Hoezo, donkere Middeleeuwen?

Het imago van de Middeleeuwen is geen beste. De tijd zou donker zijn. Klopt niets van, aldus universitair docent Middeleeuwse geschiedenis Claire Weeda. De periode verdient juist een plek in de spotlights.

Een middeleeuws land, een middeleeuwse cultuur. Weeda voelt zich ongemakkelijk bij het bijvoeglijk naamwoord. Het staat tot op de dag van vandaag gelijk aan achterlijk, ongeletterd, donker, terwijl er genoeg moois gebeurde in die zogenaamd donkere middeleeuwen. Weeda’s missie is duidelijk. Haar voornaam heeft ze alvast mee. Weeda begint hardop te lachen. “Daar heb ik zelf nooit aan gedacht, maar natuurlijk: claire, licht.”

■ Gegeven materiaal

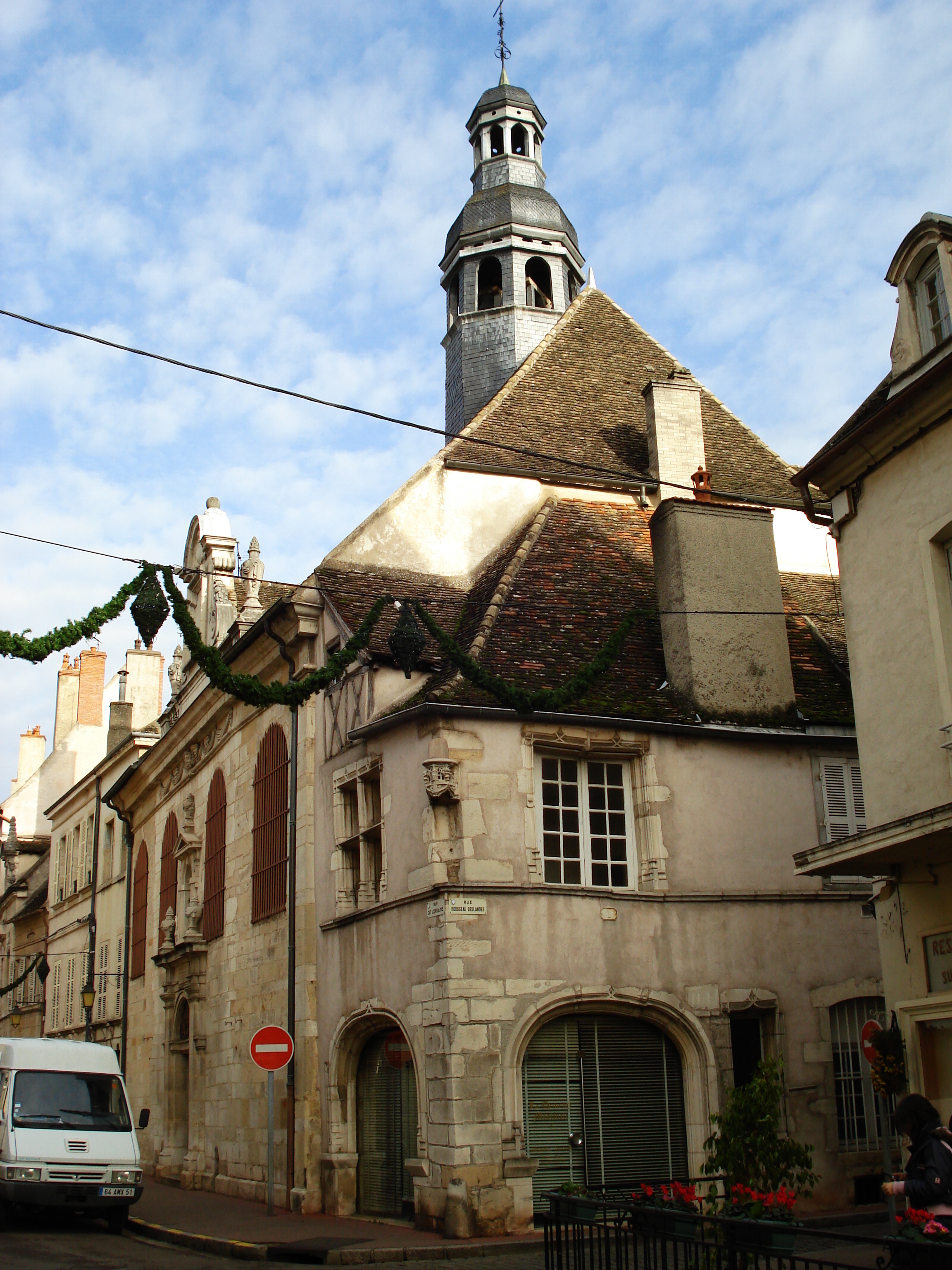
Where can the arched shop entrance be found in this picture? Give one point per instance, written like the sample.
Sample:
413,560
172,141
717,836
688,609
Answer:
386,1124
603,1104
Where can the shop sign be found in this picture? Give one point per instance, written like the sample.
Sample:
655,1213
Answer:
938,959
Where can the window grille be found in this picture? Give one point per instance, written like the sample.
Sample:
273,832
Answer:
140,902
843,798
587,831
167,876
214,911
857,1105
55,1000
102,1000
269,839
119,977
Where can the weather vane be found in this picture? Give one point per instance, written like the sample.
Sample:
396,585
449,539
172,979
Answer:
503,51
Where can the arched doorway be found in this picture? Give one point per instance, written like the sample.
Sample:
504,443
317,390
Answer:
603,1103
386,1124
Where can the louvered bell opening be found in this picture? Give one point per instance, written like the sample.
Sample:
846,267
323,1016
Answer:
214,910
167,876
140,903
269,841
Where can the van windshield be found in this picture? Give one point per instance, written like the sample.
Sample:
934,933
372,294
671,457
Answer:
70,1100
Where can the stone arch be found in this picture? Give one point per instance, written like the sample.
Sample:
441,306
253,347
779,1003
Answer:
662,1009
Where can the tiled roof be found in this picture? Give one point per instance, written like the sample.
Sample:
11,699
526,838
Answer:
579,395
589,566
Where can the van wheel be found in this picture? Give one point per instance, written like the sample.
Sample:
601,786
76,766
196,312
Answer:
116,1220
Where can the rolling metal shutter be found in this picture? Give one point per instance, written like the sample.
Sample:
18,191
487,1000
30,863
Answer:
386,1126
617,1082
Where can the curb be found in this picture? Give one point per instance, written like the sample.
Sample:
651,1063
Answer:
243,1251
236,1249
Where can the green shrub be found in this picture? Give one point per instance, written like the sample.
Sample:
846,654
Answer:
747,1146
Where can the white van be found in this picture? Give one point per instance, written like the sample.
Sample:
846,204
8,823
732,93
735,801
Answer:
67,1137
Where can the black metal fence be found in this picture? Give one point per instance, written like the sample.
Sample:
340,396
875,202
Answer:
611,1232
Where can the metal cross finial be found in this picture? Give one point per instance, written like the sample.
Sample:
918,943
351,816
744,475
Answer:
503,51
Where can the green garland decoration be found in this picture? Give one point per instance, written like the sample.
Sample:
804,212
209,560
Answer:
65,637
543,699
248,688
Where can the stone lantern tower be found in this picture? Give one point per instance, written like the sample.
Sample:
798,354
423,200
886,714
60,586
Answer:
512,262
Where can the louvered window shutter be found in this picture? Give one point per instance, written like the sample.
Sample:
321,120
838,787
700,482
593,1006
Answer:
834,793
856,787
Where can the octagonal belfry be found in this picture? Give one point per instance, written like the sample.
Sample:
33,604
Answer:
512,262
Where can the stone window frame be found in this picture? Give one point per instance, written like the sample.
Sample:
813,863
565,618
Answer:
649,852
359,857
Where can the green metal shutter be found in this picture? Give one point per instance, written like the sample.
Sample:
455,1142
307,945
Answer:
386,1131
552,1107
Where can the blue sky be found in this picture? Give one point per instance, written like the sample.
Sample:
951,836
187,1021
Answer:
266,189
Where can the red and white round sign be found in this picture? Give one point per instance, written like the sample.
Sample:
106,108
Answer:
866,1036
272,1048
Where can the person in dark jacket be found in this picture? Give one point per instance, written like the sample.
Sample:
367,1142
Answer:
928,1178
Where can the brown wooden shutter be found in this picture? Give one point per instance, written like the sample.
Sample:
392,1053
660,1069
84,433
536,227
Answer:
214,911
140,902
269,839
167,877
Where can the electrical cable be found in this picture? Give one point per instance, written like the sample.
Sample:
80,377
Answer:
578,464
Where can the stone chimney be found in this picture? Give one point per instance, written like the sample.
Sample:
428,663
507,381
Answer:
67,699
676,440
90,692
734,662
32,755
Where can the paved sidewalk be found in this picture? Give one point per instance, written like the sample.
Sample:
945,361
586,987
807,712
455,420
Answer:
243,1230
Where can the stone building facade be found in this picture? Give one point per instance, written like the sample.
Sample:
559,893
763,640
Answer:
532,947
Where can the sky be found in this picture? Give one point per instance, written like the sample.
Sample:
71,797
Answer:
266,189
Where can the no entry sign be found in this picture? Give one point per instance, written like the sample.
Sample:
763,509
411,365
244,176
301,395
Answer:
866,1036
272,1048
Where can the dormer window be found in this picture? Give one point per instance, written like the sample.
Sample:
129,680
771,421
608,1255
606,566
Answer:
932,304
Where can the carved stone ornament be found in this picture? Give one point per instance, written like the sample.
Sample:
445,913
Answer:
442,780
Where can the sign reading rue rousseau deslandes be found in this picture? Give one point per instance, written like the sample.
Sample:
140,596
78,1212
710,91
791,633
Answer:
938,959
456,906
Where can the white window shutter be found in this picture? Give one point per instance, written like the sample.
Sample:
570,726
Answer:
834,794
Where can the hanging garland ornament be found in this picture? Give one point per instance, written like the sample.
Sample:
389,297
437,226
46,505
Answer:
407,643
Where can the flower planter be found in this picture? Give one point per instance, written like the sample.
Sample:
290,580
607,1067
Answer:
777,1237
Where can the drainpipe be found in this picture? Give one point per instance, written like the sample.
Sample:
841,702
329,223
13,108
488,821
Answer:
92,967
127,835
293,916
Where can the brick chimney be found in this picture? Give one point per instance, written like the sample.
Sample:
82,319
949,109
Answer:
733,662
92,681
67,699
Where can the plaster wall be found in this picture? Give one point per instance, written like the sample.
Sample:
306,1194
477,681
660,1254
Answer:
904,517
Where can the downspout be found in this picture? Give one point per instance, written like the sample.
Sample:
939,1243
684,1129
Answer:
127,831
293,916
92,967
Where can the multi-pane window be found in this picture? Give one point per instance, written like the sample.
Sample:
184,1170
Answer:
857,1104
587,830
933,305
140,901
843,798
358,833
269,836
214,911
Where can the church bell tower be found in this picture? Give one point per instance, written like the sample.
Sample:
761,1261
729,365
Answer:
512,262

--

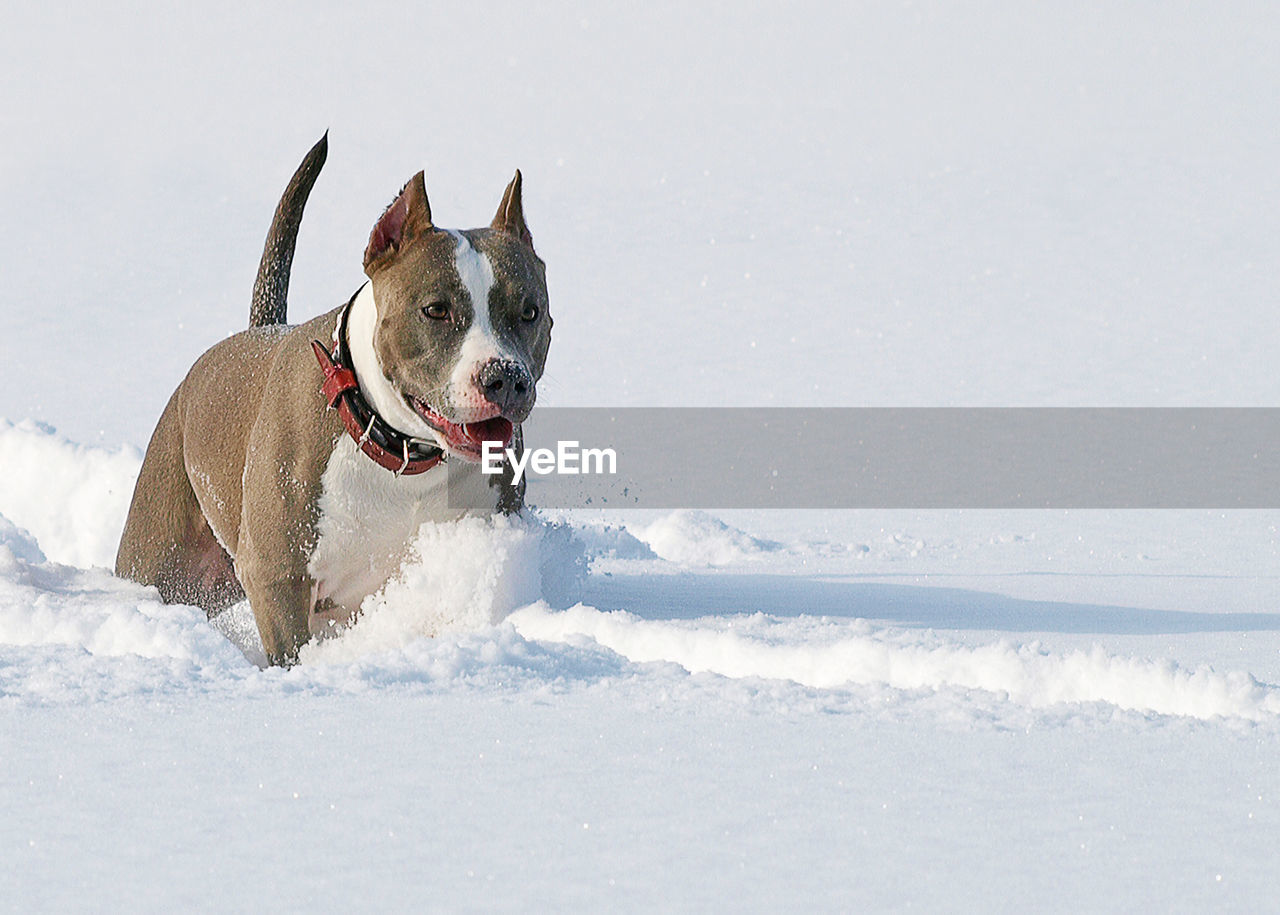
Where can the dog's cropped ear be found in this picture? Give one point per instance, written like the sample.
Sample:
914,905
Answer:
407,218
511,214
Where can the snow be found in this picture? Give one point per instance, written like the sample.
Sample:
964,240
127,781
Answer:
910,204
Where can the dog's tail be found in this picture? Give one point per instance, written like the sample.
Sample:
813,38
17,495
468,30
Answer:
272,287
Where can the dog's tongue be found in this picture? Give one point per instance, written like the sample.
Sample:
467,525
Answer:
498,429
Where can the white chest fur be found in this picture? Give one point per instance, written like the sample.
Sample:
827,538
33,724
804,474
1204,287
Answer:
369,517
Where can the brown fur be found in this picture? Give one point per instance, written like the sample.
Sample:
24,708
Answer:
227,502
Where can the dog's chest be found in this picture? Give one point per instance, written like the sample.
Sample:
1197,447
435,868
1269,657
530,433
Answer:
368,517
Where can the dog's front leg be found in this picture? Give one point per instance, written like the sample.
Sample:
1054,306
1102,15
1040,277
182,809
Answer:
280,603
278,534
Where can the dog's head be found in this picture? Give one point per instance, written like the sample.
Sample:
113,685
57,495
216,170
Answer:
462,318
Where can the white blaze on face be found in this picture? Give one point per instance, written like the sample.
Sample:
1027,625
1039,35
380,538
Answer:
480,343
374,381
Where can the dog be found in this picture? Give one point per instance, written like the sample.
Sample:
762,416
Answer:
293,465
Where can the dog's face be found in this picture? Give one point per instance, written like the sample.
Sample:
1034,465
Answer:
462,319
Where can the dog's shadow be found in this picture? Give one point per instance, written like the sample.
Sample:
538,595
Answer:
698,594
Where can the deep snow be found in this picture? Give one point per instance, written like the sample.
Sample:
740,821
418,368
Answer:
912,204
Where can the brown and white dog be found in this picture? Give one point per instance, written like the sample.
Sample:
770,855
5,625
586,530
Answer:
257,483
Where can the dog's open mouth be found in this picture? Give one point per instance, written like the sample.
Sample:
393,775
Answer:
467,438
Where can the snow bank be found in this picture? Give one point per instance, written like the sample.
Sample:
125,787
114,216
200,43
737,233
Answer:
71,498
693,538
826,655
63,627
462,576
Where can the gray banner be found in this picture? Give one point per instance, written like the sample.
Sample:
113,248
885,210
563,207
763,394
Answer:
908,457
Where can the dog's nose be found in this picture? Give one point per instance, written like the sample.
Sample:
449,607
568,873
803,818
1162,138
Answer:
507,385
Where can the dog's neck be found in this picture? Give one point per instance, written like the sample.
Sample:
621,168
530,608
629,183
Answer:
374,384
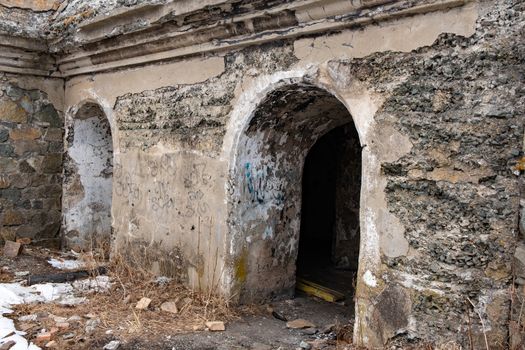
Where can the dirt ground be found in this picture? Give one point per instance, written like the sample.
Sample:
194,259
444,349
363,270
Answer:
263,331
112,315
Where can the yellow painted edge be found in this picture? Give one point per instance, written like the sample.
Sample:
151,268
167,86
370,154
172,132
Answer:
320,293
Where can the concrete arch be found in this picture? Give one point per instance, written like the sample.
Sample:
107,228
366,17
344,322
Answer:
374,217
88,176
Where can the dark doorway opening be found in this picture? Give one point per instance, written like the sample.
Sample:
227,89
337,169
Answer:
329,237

■ Opdrachten
**1)** Ga na of de volgende uitspraken overeenkomen met de tekst over de Middeleeuwen: (a) Claire Weeda is universitair docent Middeleeuwse geschiedenis; (b) Weeda had zelf al eens bedacht dat haar voornaam naar licht verwijst; (c) volgens Weeda hoort de periode juist in de spotlights te staan. Antwoord per uitspraak met ja of nee en citeer de woorden uit de tekst die de doorslag geven.
**2)** Citeer uit de tekst over de Middeleeuwen letterlijk het stuk dat begint bij "Het imago van" en eindigt bij "in de spotlights.".
**3)** Schrijf de tekst over het imago van de Middeleeuwen verder, aansluitend op de laatste zin.

■ Antwoorden
**1)**
(a) Ja: "aldus universitair docent Middeleeuwse geschiedenis Claire Weeda"
(b) Nee: "Daar heb ik zelf nooit aan gedacht"
(c) Ja: "De periode verdient juist een plek in de spotlights."

**2)**
Het imago van de Middeleeuwen is geen beste. De tijd zou donker zijn. Klopt niets van, aldus universitair docent Middeleeuwse geschiedenis Claire Weeda. De periode verdient juist een plek in de spotlights.

**3)**
Mooie uitvindingen
“In de 12e eeuw had je een groepje intellectuelen die zich ‘de modernen’ noemden. Ze bedoelden ermee dat ze toegang hadden tot de nieuwste kennis. Dat ze in de Middeleeuwen leefden, daar hadden ze geen flauw benul van. Geen enkele middeleeuwer zei dat hij in de Middeleeuwen leefde trouwens. De term kwam pas later in zwang, in de 16e en 17e eeuw. Eerder noemde de dichter Petrarca de periode wel al ‘donker’. De protestanten noemden de Middeleeuwen donker omdat ze katholiek waren. De kolonisten deden dat om voor zichzelf de weg vrij te maken in de rest van de wereld: anders dan de mensen in de donkere middeleeuwen, zijn wij niet feodaal, chaotisch en achterlijk, maar rationeel, modern en verlicht. En wij gunnen dat de rest van de wereld ook. Het kwam de Europeaan in de 16e en 17e eeuw uitstekend uit om de Middeleeuwen zwart te maken. Maar het frame klopt niet. Dat zeg ik ook altijd tegen mijn eerstejaars studenten: de Middeleeuwen waren helemaal niet donker.”
“Neem de kunst. Die maakt vanaf de 13e eeuw een enorme ontwikkeling door. Je ziet de opkomst van het perspectief. Een ander groot verschil is dat de kunst persoonlijker wordt, menselijker. Tot de 13e eeuw wordt Maria heel statisch afgebeeld, daarna zie je echt een moeder met een baby op haar arm. Bijna of het gewoon je buurvrouw is.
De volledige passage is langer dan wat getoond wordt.